Given data:
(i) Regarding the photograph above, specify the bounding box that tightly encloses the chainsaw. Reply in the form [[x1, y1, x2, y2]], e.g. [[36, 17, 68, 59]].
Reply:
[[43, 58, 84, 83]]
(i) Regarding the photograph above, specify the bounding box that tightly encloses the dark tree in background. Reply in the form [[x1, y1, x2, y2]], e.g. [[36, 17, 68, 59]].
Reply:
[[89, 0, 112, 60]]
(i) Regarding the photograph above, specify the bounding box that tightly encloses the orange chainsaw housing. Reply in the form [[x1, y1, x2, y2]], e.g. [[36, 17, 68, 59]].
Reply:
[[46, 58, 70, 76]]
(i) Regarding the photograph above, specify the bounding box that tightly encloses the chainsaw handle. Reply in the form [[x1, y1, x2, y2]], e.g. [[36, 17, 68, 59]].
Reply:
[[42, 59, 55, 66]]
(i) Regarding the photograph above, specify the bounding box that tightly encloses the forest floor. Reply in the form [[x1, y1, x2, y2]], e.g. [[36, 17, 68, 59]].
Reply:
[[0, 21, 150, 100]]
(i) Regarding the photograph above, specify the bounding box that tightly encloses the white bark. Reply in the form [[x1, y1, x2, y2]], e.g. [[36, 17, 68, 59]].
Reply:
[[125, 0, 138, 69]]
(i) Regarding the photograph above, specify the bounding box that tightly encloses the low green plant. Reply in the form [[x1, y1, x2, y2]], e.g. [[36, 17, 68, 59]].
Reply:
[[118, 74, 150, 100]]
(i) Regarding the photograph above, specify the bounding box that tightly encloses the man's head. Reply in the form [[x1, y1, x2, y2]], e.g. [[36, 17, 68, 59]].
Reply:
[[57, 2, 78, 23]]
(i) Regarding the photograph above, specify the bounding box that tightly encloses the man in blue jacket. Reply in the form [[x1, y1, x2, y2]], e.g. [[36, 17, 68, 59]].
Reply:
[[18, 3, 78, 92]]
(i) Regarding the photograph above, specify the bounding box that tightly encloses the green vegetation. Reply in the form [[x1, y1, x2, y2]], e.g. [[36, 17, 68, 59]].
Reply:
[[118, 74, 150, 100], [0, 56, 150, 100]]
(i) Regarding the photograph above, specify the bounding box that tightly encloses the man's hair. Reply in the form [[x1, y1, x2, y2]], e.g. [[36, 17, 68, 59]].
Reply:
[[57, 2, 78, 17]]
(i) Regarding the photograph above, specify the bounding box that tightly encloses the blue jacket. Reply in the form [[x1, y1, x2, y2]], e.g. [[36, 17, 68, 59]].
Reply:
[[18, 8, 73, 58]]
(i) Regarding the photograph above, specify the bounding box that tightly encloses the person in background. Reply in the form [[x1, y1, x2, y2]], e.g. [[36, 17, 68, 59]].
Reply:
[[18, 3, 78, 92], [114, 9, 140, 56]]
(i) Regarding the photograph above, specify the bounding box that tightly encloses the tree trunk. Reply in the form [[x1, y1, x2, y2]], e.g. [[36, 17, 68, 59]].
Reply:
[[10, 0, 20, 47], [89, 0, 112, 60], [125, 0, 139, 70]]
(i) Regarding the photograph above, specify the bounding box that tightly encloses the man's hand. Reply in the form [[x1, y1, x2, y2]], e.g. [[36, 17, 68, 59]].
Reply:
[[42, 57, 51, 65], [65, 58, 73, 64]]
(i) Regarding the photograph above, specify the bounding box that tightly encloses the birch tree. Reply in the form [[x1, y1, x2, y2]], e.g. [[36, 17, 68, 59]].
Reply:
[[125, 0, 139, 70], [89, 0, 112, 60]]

Exercise instructions: Output an exact copy of each record.

Task output:
(i) Regarding the photograph above, specify the bounding box that tightly encloses the chainsaw. Reply in the form [[x1, y1, x2, y2]], e.g. [[36, 17, 68, 59]].
Reply:
[[43, 58, 84, 83]]
(i) Regarding the photograph above, specify the bounding box that tightly encloses the dark tree in background. Reply in the form [[x1, y1, x2, y2]], e.g. [[36, 17, 68, 59]].
Reply:
[[89, 0, 112, 60]]
(i) Regarding the photograph above, specify the bounding box that tightly encloses the orange chainsaw housing. Reply in the form [[x1, y1, x2, y2]], e.g. [[36, 17, 68, 59]].
Reply:
[[46, 58, 70, 76]]
(i) Regarding the photograph above, specify the bounding box that tightly encloses the chainsaw handle. Reply in the form [[x1, y1, x2, y2]], e.g. [[36, 17, 68, 59]].
Reply:
[[42, 59, 55, 66]]
(i) Regarding the photograph above, specify the bounding box that tightly encloses the forest floor. Reply in the form [[x1, y1, x2, y2]], e.g. [[36, 17, 68, 59]].
Reply:
[[0, 21, 150, 100]]
(i) Regarding the photograph above, specify the bounding box that tightly encloses the white bark. Reply in the form [[x1, y1, x2, y2]], e.g. [[36, 17, 68, 59]].
Reply:
[[125, 0, 138, 69]]
(i) Regarding the photograph above, specify the bounding box that tightly encloses the low green plant. Reply in the form [[x1, y1, x2, y2]], e.g. [[36, 17, 68, 59]].
Reply:
[[118, 74, 150, 100]]
(i) Regarding the photograph above, specify the bounding box that tightly encloses the man's head. Reply in the form [[x1, y1, x2, y2]], e.g. [[36, 17, 68, 59]].
Reply:
[[57, 2, 78, 23]]
(i) Regarding the photograph above, specify the bounding box that tightly encloses the man in blue jacket. Reply in the form [[x1, y1, x2, y2]], e.g. [[36, 17, 68, 59]].
Reply:
[[18, 3, 78, 92]]
(i) Regarding the photograph above, specify the bounding box that tightly encloses the green vegetation. Reply in the form [[x1, y1, x2, y2]], e.g. [[36, 17, 68, 59]].
Reply:
[[118, 74, 150, 100], [0, 56, 150, 100]]
(i) Regarding the photograph above, specify the bounding box that tightly encloses the man's hair. Reply in the form [[x1, y1, x2, y2]], e.g. [[36, 17, 68, 59]].
Reply:
[[57, 2, 78, 17]]
(i) Regarding the photograph above, specify the bounding box that tightly encloses the blue jacket. Reply in the form [[x1, y1, x2, y2]], e.g. [[36, 17, 68, 59]].
Reply:
[[18, 8, 73, 58]]
(i) Regarding the photograph above, specify the bounding box that tightly encloses the person in background. Reply in the form [[x1, y1, x2, y2]], e.g. [[36, 17, 68, 59]].
Reply:
[[18, 3, 78, 92], [114, 9, 140, 56]]
(i) Regarding the photograph above, specify the bounding box that tightly encloses the tree trunk. Reply in the form [[x1, y1, x2, y2]], e.g. [[36, 17, 68, 59]].
Reply:
[[10, 0, 20, 47], [89, 0, 112, 60], [125, 0, 139, 70]]
(i) Regarding the photograph above, specify the bounding box that tightly encloses the man's hand. Reply in the form [[x1, y1, x2, y2]], e.g. [[36, 17, 68, 59]].
Reply:
[[42, 57, 51, 65], [65, 58, 73, 64]]
(i) Regarding the photograph above, specify the bounding box that tightly encloses the birch tree. Reply in the form [[x1, y1, x2, y2]], e.g. [[36, 17, 68, 59]].
Reply:
[[125, 0, 139, 70], [89, 0, 112, 60]]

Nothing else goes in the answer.